#### Problem description:
Your task is to output the data exactly as it stands.

_ _ _

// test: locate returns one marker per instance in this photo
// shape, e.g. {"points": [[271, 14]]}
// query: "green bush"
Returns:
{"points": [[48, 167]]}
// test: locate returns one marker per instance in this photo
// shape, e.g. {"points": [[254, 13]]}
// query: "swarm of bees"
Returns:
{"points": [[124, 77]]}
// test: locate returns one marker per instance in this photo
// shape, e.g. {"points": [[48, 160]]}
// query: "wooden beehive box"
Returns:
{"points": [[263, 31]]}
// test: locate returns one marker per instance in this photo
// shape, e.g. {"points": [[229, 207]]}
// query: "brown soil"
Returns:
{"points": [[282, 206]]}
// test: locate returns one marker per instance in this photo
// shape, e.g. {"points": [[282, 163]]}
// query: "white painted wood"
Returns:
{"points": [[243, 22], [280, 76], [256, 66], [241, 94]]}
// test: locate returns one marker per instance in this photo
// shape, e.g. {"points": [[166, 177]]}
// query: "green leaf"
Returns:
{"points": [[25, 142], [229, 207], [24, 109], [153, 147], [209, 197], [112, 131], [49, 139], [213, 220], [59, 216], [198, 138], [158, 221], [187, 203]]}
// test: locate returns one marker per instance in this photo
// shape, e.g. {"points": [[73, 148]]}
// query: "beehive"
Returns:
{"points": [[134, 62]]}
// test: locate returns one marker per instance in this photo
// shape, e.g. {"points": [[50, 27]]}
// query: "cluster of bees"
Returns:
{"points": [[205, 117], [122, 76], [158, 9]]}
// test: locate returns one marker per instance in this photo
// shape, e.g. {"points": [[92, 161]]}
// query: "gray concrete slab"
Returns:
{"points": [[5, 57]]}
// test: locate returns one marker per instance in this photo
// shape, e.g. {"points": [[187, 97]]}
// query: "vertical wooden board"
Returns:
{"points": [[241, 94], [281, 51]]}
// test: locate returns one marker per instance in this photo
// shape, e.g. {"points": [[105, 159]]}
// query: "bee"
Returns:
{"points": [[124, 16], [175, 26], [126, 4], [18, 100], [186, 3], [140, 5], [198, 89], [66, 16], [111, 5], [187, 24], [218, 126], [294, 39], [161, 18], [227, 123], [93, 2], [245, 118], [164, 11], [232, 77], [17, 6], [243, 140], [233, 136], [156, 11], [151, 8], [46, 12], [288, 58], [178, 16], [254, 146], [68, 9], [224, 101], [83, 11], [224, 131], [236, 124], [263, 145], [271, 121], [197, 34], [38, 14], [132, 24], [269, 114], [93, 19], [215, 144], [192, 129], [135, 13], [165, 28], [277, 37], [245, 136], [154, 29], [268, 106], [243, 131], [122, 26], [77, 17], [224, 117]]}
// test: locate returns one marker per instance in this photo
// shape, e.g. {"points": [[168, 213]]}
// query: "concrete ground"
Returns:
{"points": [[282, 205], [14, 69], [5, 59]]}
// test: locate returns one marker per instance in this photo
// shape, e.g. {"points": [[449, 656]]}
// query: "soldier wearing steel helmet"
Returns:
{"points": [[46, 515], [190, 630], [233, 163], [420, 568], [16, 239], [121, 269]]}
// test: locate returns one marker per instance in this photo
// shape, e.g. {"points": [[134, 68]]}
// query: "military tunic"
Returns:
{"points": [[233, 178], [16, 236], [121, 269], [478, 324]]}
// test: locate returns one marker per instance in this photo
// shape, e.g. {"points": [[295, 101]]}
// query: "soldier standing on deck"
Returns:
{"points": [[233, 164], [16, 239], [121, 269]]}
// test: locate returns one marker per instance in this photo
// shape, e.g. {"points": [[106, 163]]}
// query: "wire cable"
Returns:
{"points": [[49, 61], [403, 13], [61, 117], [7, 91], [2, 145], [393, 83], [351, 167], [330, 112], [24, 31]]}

_ _ _

#### Full output:
// test: locate returns one marker per instance in this photo
// shape, e.g. {"points": [[271, 14]]}
// query: "green bush"
Returns:
{"points": [[48, 167]]}
// test: locate returns one marker per instance in this photo
// shape, e.g. {"points": [[254, 13]]}
// query: "swarm of bees"
Returns:
{"points": [[124, 77]]}
// test: locate returns one marker per instance in this photo
// shape, e.g. {"points": [[48, 160]]}
// query: "wooden beehive box"
Returns:
{"points": [[263, 31]]}
// test: locate returns one marker per instance in this photo
// shape, e.g. {"points": [[229, 207]]}
// query: "brown soil"
Returns:
{"points": [[282, 206]]}
// test: locate returns one marker per instance in this photo
// shape, e.g. {"points": [[282, 163]]}
// query: "white painted wood"
Returns:
{"points": [[243, 22], [280, 76], [256, 66], [241, 94]]}
// test: locate returns one marker per instance in this photo
// shape, e.g. {"points": [[166, 177]]}
// query: "green leaf"
Returns:
{"points": [[25, 142], [229, 207], [24, 109], [153, 147], [209, 197], [112, 131], [49, 139], [213, 220], [59, 216], [198, 138], [158, 221], [187, 203]]}
// test: locate returns one marker per instance in this photo
// shape, e.g. {"points": [[73, 148]]}
// query: "beehive"
Returns:
{"points": [[134, 62]]}
// test: locate returns one marker per instance in this photo
// shape, e.g. {"points": [[50, 27]]}
// query: "cluster of bees"
Returns:
{"points": [[205, 117], [122, 76], [158, 9]]}
// test: locate returns one marker per instance in this photo
// shape, e.g. {"points": [[92, 161]]}
// query: "gray concrete slab"
Returns:
{"points": [[5, 57]]}
// test: locate returns one marker per instance in this photo
// shape, e.g. {"points": [[187, 97]]}
// query: "vertical wooden board"
Returns:
{"points": [[241, 94], [281, 51]]}
// test: locate returns one marker per instance in this photo
// shape, e.g. {"points": [[105, 159]]}
// query: "bee"
Returns:
{"points": [[124, 16], [175, 26], [126, 4], [18, 100], [186, 3], [140, 5], [198, 89], [66, 16], [111, 5], [187, 24], [218, 126], [294, 39], [161, 18], [227, 123], [93, 2], [245, 118], [164, 11], [232, 77], [17, 6], [243, 140], [233, 136], [156, 11], [151, 8], [46, 12], [288, 58], [178, 16], [254, 146], [68, 9], [224, 101], [83, 11], [224, 131], [236, 124], [263, 145], [271, 121], [197, 34], [38, 14], [132, 24], [269, 114], [93, 19], [215, 144], [192, 129], [135, 13], [165, 28], [277, 37], [245, 136], [154, 29], [268, 106], [243, 131], [122, 26], [77, 17], [224, 117]]}
// test: locate returns one marker per instance in this photo
// shape, e.g. {"points": [[168, 213]]}
// query: "concrete ground"
Returns:
{"points": [[282, 205], [14, 69], [5, 59]]}
// test: locate returns one marker per instance in this photo
// shape, e.g. {"points": [[449, 656]]}
// query: "soldier wearing steel helmet"
Returns:
{"points": [[46, 515], [190, 630], [233, 163], [420, 568], [16, 239], [121, 269]]}
// test: locate returns one marker per instance in this photo
// shape, e.g. {"points": [[134, 68]]}
// query: "military tunic"
Returns:
{"points": [[233, 178], [16, 236], [121, 269], [478, 324]]}
// test: locate returns one marker per instance in this photo
// shape, e.g. {"points": [[295, 101]]}
// query: "soldier standing on deck"
Returns:
{"points": [[233, 164], [16, 239], [121, 269]]}
// test: locate returns one marker per instance in this photo
// shape, e.g. {"points": [[106, 163]]}
// query: "wire cable"
Returns:
{"points": [[49, 61], [403, 13], [61, 117], [7, 91], [2, 145], [393, 83], [351, 167], [330, 112], [24, 31]]}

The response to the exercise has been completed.